**What to do**
Nothing but the lines from the one containing "meadow in this photo, one line per instance." to the end of the data should be returned, each exactly as written.

*** Dataset entries Section Begins ***

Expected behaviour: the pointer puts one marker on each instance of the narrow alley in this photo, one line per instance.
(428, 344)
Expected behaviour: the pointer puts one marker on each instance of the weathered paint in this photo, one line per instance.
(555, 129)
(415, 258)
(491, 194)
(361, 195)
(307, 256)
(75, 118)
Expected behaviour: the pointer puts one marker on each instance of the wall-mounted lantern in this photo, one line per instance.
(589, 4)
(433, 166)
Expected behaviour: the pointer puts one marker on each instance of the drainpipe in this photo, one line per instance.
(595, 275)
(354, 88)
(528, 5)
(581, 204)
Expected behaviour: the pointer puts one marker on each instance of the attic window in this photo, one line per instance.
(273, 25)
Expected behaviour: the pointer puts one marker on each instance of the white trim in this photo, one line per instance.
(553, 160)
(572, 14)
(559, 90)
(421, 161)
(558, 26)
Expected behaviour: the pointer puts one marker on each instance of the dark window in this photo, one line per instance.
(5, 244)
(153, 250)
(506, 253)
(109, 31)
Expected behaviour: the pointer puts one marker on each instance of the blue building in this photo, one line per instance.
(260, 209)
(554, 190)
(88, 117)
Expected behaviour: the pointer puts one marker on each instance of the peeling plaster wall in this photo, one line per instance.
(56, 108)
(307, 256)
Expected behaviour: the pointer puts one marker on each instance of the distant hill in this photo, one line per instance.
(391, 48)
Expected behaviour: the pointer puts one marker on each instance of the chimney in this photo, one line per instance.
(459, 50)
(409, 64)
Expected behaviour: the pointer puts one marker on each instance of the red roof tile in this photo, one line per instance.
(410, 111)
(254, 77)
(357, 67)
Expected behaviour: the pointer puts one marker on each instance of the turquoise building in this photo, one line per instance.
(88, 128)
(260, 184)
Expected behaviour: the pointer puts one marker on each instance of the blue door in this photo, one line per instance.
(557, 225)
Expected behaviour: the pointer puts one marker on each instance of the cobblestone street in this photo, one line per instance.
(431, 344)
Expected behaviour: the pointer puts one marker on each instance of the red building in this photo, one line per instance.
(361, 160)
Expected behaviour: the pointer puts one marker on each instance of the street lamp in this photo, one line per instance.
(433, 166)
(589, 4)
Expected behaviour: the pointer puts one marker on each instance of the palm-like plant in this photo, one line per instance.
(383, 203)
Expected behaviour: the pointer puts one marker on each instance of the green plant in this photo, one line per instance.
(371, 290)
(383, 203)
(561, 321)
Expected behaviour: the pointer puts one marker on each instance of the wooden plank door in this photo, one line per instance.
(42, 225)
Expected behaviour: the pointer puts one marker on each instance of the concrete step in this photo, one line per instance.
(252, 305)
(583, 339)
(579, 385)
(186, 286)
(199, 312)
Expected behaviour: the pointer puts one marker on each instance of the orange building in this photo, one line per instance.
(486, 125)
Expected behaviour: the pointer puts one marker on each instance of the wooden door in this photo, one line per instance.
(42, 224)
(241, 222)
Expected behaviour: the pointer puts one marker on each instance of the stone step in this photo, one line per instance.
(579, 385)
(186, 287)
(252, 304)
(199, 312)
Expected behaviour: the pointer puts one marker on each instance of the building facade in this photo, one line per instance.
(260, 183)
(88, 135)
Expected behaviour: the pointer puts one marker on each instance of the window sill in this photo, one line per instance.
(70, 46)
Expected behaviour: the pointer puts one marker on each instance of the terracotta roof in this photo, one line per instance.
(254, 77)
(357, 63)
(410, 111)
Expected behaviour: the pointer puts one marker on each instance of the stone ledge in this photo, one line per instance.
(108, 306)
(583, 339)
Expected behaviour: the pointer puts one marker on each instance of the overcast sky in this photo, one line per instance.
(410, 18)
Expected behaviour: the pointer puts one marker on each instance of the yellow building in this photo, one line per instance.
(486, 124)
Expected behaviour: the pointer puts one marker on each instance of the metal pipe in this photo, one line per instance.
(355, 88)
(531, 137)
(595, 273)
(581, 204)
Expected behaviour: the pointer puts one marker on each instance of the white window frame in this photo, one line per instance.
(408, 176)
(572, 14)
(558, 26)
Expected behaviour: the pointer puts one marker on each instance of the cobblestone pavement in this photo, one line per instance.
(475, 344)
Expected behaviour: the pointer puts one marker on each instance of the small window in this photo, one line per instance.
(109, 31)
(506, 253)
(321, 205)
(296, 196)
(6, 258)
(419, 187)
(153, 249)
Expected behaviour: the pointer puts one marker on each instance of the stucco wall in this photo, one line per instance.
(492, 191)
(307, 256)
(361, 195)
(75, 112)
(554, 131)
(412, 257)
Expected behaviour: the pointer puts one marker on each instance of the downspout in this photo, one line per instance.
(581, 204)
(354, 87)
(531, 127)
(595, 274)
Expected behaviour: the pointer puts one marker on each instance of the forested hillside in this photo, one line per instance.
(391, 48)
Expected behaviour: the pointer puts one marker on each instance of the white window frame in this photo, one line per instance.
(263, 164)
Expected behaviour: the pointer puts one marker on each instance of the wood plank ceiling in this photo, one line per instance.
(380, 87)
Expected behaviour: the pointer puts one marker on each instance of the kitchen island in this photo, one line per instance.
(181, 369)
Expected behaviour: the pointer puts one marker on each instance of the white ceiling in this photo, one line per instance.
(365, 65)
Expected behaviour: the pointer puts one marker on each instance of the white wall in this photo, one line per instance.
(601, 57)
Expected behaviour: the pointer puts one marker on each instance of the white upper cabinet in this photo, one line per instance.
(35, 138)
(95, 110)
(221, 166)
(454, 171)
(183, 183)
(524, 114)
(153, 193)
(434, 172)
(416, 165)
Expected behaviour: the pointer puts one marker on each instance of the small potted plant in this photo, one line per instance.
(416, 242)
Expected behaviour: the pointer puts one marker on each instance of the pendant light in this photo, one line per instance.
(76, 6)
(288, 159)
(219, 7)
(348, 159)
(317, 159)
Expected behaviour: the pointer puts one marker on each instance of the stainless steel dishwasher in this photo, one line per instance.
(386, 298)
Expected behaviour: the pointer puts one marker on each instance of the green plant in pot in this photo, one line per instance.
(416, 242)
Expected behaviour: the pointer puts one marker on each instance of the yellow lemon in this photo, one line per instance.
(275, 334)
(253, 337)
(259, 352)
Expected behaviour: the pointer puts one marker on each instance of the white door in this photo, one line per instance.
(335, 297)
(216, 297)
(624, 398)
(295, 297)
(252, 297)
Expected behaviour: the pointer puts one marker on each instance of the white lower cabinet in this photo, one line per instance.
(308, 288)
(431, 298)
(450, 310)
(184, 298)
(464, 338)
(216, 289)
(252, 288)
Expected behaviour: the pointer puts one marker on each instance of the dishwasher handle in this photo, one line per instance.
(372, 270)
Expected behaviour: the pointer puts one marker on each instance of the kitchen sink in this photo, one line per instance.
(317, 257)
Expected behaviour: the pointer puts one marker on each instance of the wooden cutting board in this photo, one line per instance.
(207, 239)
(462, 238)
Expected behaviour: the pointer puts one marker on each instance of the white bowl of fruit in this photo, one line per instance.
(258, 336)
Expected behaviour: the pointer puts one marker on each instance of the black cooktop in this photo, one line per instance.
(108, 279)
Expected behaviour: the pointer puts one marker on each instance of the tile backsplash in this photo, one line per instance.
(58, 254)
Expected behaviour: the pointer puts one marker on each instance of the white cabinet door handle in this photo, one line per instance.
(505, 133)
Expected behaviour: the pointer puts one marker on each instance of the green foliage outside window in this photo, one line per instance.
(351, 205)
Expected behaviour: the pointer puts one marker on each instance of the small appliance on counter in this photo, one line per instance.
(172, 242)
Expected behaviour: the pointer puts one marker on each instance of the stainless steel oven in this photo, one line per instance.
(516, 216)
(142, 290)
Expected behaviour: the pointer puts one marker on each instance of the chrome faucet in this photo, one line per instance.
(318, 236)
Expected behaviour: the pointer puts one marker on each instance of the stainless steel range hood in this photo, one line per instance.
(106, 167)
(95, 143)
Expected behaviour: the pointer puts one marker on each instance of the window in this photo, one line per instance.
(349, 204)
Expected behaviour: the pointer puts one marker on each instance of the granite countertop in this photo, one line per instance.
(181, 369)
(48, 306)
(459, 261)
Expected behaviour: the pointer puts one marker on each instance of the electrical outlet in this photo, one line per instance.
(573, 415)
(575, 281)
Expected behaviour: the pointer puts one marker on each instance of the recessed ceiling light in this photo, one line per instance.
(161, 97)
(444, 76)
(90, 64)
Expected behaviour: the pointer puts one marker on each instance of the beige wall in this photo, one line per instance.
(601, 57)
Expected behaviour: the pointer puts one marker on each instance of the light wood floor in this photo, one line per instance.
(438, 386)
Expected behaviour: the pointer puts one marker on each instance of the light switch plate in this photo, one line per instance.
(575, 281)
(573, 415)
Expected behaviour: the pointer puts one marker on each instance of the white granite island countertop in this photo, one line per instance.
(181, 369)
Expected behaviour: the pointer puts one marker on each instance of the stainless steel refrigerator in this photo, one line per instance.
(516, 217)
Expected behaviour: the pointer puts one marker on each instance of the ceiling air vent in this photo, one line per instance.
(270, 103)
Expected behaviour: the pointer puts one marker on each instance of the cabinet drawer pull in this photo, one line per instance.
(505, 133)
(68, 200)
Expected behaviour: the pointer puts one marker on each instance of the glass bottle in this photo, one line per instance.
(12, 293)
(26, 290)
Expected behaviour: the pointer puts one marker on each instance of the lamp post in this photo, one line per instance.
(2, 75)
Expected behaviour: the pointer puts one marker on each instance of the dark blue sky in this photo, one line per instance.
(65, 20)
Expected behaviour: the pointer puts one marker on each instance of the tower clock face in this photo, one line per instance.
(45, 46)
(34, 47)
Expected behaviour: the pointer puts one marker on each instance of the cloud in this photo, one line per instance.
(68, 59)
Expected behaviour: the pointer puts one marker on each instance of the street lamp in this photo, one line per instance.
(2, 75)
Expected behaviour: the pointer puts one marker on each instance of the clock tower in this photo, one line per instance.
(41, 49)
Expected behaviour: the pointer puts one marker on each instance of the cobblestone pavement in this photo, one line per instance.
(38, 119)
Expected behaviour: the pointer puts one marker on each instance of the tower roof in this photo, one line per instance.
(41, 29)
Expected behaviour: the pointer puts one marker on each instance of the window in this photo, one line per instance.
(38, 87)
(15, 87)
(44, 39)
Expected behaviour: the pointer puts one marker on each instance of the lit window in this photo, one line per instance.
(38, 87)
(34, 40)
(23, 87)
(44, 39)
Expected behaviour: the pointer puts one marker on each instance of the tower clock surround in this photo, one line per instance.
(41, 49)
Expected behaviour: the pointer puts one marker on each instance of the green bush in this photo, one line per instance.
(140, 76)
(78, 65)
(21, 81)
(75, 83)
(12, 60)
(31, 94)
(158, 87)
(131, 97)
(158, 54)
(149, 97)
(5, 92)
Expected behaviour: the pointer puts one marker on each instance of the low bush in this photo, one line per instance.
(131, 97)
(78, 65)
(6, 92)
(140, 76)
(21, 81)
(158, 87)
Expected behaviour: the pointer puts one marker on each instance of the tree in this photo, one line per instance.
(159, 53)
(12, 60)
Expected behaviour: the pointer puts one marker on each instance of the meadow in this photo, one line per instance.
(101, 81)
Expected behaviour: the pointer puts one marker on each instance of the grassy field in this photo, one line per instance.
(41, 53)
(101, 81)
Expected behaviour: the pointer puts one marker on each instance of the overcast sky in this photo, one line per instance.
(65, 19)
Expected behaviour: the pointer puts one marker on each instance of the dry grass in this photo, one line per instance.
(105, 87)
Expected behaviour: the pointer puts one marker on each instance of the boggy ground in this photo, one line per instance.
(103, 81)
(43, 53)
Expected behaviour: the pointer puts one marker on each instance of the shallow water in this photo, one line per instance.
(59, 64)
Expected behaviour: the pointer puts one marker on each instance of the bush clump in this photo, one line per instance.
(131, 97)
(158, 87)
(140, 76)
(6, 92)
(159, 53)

*** Dataset entries Section Ends ***

**Task answer**
Expected behaviour: the pointer puts one marker on each instance of the meadow in this photo, one line per instance.
(101, 81)
Expected behaviour: the pointer puts one marker on each instance of the grassy field in this photo, one line per instance.
(41, 53)
(101, 81)
Expected behaviour: the pointer puts one marker on each instance of the overcast sky in this photo, one line per instance.
(65, 19)
Expected behaviour: the pointer puts one marker on each instance of the dry grass in this photo, one line per instance.
(105, 87)
Expected behaviour: the pointer puts one marker on each instance of the boggy ground in this photo, one line per instance.
(103, 81)
(43, 53)
Expected behaviour: the pointer puts one marker on each instance of the shallow water in this photo, one line per instance.
(59, 64)
Expected behaviour: the pointer puts one marker on each instance of the bush clump in this photo, one line per instance.
(131, 97)
(158, 87)
(140, 76)
(6, 92)
(159, 53)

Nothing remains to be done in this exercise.